**Textausschnitt:**

● ● ● ● ● ● ●

# Mounten von eine windows partition



## sterndi (7. Mai 2002)

Hi All ! 

Sterndi ist wieder da.

Frage wie mounte ich eine Partition von windows 
windows_c wie erstelle ich eine verknüpfung in mein personal verzeichnis )))))))


ich hoffe ihr könnt ma helfen

mfg sterndi


----------



## Christian Fein (8. Mai 2002)

wenn die Platte C
die 1 partition auf der Primary HD ist dann:
mount /dev/dha1 /mnt/platteC

z.B.
so von hand. Ansonsten gehen deine Automatischen Mounts in die date 
/etc/fstab


----------



## Marcus Roffmann (8. Mai 2002)

Man sollte dabei allerdings immernoch beachten, das je nach Filesystem (NTFS, FAT32, FAT usw.) auch noch eine Bezeichnung des FS-Typs angegeben werden sollte.

Beispiel mit NTFS Partition:
*mount -t ntfs /dev/hda1 /mnt/platteC*

Ansonsten kann man es alternativ auch mit
*mount -t autofs /dev/hda1 /mnt/platteC*
versuchen.

Weitere Möglichkeiten findest Du im Manual von mount (man mount).


----------

● ● ● ● ● ● ●

**Erfasste Daten:**

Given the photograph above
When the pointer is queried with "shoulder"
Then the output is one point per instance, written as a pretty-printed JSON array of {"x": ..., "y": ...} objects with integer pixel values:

● ● ● ● ● ● ●

**Gestellte Aufgabe:**
Beantworte die folgenden Fragen zum Forenthread über das Mounten einer Windows-Partition.
1. In welche Datei gehören laut Christian Fein die automatischen Mounts?
2. Welchen Befehl nennt Marcus Roffmann als Beispiel für eine NTFS-Partition?
3. Wo findet man laut Marcus Roffmann weitere Möglichkeiten?

**Fertige Antwort:**
1. In die Datei /etc/fstab.
2. mount -t ntfs /dev/hda1 /mnt/platteC
3. Im Manual von mount (man mount).